------ Belge

22 Şubat 2011 14:25

Gözlüklü ergenin İtalya seferi

Gurbet, her zaman anlatmaya değer bir konu. Kapitalizmin çağımız insanına bu hediyesinin çok çeşitli halleri bu toprakların hafızasında var. İş, okul, savaş kim bilir ne çok hikayeye gebe. Ama belki de Mazhar, Fuat, Özkan’ın şarkısı hepsi için geçerli: “Nasıl da birmiş meğer hasretler?...”Bir türlü

Gözlüklü ergenin İtalya seferi
Paylaş
Çağdaş Günerbüyük

Bir türlü konuya girememek pahasına devam edeceğim. Çünkü çağrışımlarda ilginç rastlantılar gizli. Türkiye sinemasında gurbet öyküsü diyince ilk akla gelenlerden biri Gurbet Kuşları. Orhan Kemal’in romanından genç Halit Refiğ’in başarıyla uyarladığı film, İstanbul’a gelen çok çocuklu bir ailenin trajediye varan öyküsünü anlatır. Ahlaki temalı Yaprak Dökümü’ne pek benzemez ama. Çünkü sınıfsal bir analizle bunu izleyicisine sunar. İtalya’da da iç göçün şehirlerin çehresini değiştirdiği altmışlı yılların bir İtalyan sinema klasiğiyle bu anlayışı bakımından benzerlik taşır: Rocco ve Kardeşleri.
Nereden nereye, Rocco ve Kardeşleri’nin ve Avrupa sinemasının başka bir çok başarılı örneğinin Yıldız Oyuncusu Claudia Cardinale, bu yıl Türkiye yapımı bir filmin konuğu, hatta baş rolünde. Ekim ayında, ödülleri arasına Altın Portakal En İyi Kadın Oyuncu Ödülünü katmasını ve telefonla ödül töreni sunucusuna bağlanmasını sağlayan filmi, Sinyora Enrica ile İtalyan Olmak.

------------

→ **Kısa görev**: Gurbet ve sinema üzerine yazıyı kaldığı yerden devralıp sürdürün. Aşağıdaki listenin bu çalışmada hiçbir rolü yok.

------ Listeden alıntılar

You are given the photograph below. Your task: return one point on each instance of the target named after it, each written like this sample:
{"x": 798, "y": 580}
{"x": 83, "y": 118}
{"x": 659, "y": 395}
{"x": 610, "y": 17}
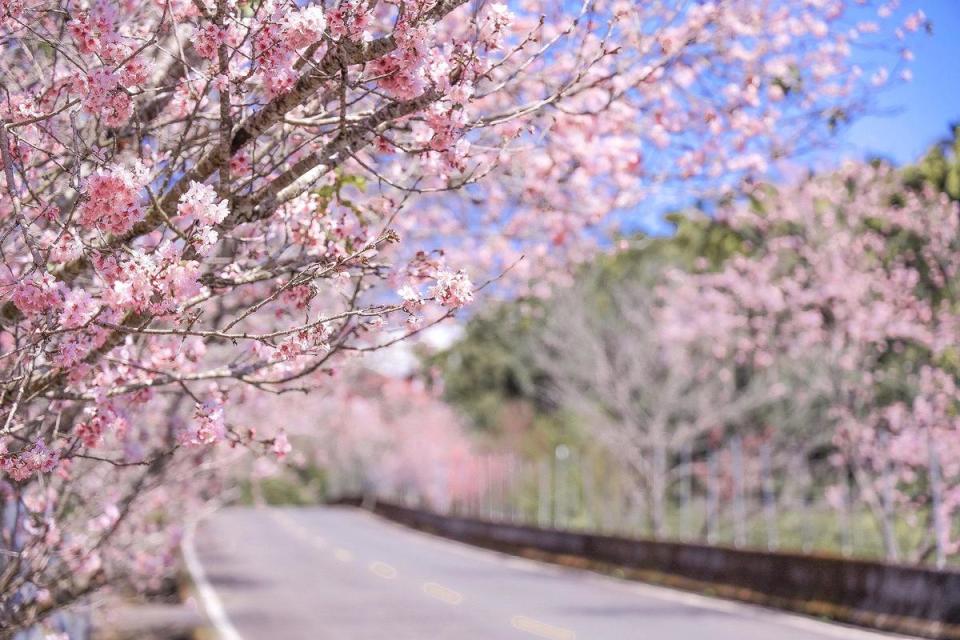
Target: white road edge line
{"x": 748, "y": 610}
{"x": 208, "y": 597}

------------
------ Listeden alıntılar

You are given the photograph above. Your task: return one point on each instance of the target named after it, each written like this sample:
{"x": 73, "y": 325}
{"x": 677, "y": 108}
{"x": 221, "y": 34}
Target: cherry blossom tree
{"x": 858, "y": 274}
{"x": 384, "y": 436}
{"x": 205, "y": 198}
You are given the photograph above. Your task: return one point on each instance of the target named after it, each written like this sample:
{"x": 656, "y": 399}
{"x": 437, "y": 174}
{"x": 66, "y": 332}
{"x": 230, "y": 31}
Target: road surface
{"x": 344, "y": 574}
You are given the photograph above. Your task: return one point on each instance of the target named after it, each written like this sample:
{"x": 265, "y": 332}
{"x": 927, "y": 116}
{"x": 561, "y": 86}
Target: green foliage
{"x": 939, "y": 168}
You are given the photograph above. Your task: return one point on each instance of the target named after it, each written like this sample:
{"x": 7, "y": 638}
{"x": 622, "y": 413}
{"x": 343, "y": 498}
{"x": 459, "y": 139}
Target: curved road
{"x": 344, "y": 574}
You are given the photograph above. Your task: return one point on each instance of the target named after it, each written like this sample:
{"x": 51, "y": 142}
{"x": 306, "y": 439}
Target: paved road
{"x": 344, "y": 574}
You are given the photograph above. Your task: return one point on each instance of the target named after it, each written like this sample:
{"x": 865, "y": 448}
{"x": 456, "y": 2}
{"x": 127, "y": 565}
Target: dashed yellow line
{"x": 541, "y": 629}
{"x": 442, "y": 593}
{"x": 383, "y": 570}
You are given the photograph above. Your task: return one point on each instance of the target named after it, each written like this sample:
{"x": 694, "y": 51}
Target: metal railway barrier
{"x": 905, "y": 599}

------------

→ **Alıştırmanın yanıtı**:
ÇİRKİN ÖRDEK YAVRUSU İTALYAN OLUYOR

Film, İtalya’ya dil öğrenmeye giden bir genç adamın (Ekin) tam da filmin adındaki gibi, oranın kültürünü tanımasını ve olgunlaşmasını hikaye ediyor. Sinyora Enrica, öğrencilere odalarını kiralayan huysuz ve yaşlı bir ev sahibesi. Esas oğlanın eve gelişi bir yanlışlık sonucu oluyor. Çünkü ev aslında sadece kız öğrenciler için. Ama bu çaresiz, gözlüklü, utangaç genç adamın zararsızlığına inanıp onu da ekibe katıyorlar. Olaylar geliştikçe bizim oğlan açılıyor, yaşlı Sinyora yumuşuyor, evin güzel kızı bizimkine yüz veriyor, bu arada Sinyora’nın serseri oğluyla ilişkisi bir düzelip bir bozuluyor. Eleman İtalyanca’yı söküp gözlüğü de çıkarınca kızlardan yana şansı gülmeye başlıyor. Herhalde “İtalyan olmak” oraya bir yere denk geliyor.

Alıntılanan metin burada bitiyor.